## EXERCISE
Quote verbatim the passage of the graph-holes and competition-number summary that begins with the words containing "For graphs with" and ends with "competition number bounds.".

## TEXT SEGMENT
Graphs having many holes but with small competition numbers
Jung Yeun Lee, Suh-Ryung Kim, Seog-Jin Kim, Yoshio Sano

TL;DR
This paper investigates the relationship between the number of holes in a graph and its competition number, showing that graphs with many holes can still have small competition numbers under certain conditions.
Contribution
It establishes bounds on the competition number for connected graphs with many holes, especially when the graph has limited maximal cliques and specific hole configurations.
Findings
Graphs with many holes can have competition number as low as 2.
For graphs with h holes and limited maximal cliques, the competition number is at most h - ω + 3.
Conditions involving edge-disjoint holes and clique number influence the competition number bounds.

## INFORMATION SHOWN
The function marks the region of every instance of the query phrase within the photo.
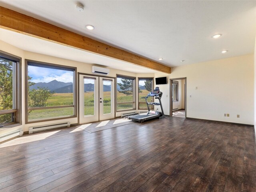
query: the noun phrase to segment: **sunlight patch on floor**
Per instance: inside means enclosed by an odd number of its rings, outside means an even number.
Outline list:
[[[100,124],[99,124],[97,126],[96,126],[96,127],[102,127],[102,126],[105,126],[106,125],[108,124],[108,122],[109,122],[109,120],[108,120],[107,121],[102,121],[100,123]]]
[[[79,127],[78,127],[78,128],[79,128],[80,129],[82,129],[83,130],[84,129],[85,129],[86,128],[87,128],[87,127],[88,127],[89,126],[90,126],[91,124],[92,124],[91,123],[88,123],[87,124],[84,124],[84,125],[82,125],[80,126]]]
[[[118,123],[123,123],[124,122],[127,122],[127,120],[126,119],[118,119],[115,121],[115,122],[113,123],[113,125],[115,124],[118,124]]]
[[[50,132],[41,132],[38,134],[36,133],[26,135],[24,137],[18,137],[13,140],[2,144],[0,145],[0,148],[17,145],[17,143],[22,144],[42,140],[48,137],[54,135],[61,130],[58,130],[58,131],[51,131]]]

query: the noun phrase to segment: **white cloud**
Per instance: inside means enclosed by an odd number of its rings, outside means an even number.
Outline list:
[[[45,82],[48,83],[54,80],[58,81],[68,83],[73,82],[73,72],[66,72],[58,76],[56,74],[51,74],[47,76],[43,76],[40,78],[32,79],[31,81],[35,83],[38,82]]]

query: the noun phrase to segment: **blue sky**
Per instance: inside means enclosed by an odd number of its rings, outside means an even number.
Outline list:
[[[28,66],[28,75],[35,83],[48,83],[53,80],[65,83],[73,82],[73,72],[60,69]]]

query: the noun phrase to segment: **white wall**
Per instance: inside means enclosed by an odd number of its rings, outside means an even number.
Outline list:
[[[165,113],[170,113],[169,79],[187,77],[187,117],[254,124],[253,68],[251,54],[173,68],[170,75],[156,73],[155,77],[168,79],[168,84],[159,85]]]
[[[256,38],[255,38],[255,46],[254,46],[254,131],[255,132],[255,141],[256,142]]]

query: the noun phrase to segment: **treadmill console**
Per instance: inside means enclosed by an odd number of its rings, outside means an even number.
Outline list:
[[[156,89],[154,89],[152,92],[150,92],[148,94],[148,96],[156,96],[156,95],[159,93],[159,87],[156,87]]]

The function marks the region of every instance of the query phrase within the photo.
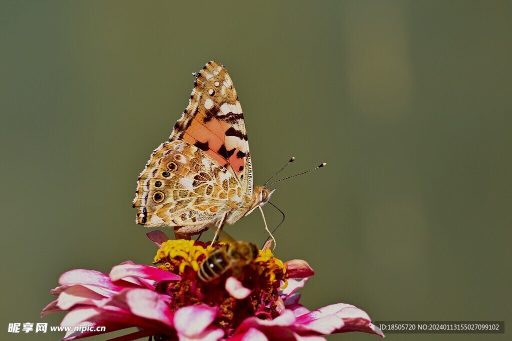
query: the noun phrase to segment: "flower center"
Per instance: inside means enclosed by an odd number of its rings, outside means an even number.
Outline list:
[[[176,311],[202,303],[217,307],[215,324],[228,335],[248,317],[270,319],[278,316],[279,287],[281,281],[284,286],[287,284],[283,262],[269,249],[258,250],[258,255],[251,258],[244,257],[245,249],[209,244],[181,239],[162,243],[153,264],[181,276],[179,281],[160,282],[156,285],[157,291],[172,298],[171,309]],[[229,294],[226,281],[231,276],[251,290],[247,297],[240,300]]]

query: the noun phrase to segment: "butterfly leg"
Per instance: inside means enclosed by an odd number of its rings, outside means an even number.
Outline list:
[[[178,239],[185,239],[185,240],[190,240],[190,235],[184,235],[182,233],[180,233],[179,232],[174,232],[174,238],[176,240]]]
[[[210,244],[210,246],[213,246],[214,243],[215,242],[215,241],[217,239],[217,236],[219,235],[219,233],[220,232],[221,229],[222,228],[222,224],[224,222],[224,219],[226,218],[226,214],[227,213],[224,213],[222,215],[222,218],[221,218],[221,220],[219,221],[219,226],[217,226],[217,231],[215,232],[215,235],[214,236],[214,239],[211,240],[211,244]]]
[[[267,221],[265,219],[265,215],[263,214],[263,209],[261,208],[261,206],[258,207],[260,209],[260,212],[261,212],[261,216],[263,218],[263,222],[265,223],[265,230],[268,233],[268,234],[270,236],[270,238],[274,241],[274,247],[272,248],[272,251],[275,249],[275,238],[274,236],[272,235],[272,233],[270,232],[270,230],[268,229],[268,226],[267,226]]]

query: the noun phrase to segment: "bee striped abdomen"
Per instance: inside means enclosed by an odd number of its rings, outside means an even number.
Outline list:
[[[203,282],[211,282],[227,271],[230,264],[224,248],[219,249],[211,254],[201,263],[197,272],[198,276]]]

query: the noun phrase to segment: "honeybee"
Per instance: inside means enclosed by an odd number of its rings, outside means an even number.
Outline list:
[[[244,266],[256,259],[258,250],[256,244],[246,241],[233,240],[222,245],[201,264],[198,277],[203,282],[211,282],[231,269],[233,276],[238,277]]]

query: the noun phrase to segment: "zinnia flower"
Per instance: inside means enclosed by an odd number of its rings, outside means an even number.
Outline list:
[[[205,281],[198,270],[221,244],[169,240],[160,231],[147,236],[159,247],[153,263],[157,267],[127,261],[109,275],[75,269],[60,276],[60,286],[51,291],[58,297],[41,315],[69,310],[61,326],[93,327],[69,332],[63,340],[133,327],[139,330],[112,339],[316,341],[349,331],[384,336],[354,306],[338,303],[310,311],[300,304],[296,291],[314,274],[305,261],[283,263],[264,247],[239,271],[228,268]],[[96,331],[100,326],[105,331]]]

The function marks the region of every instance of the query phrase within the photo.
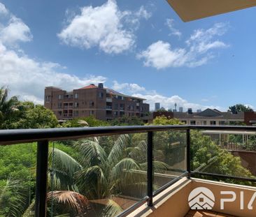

## IN RESPONSE
For graphs with h holes and limited maximal cliques, the competition number is at most h - ω + 3.
Conditions involving edge-disjoint holes and clique number influence the competition number bounds.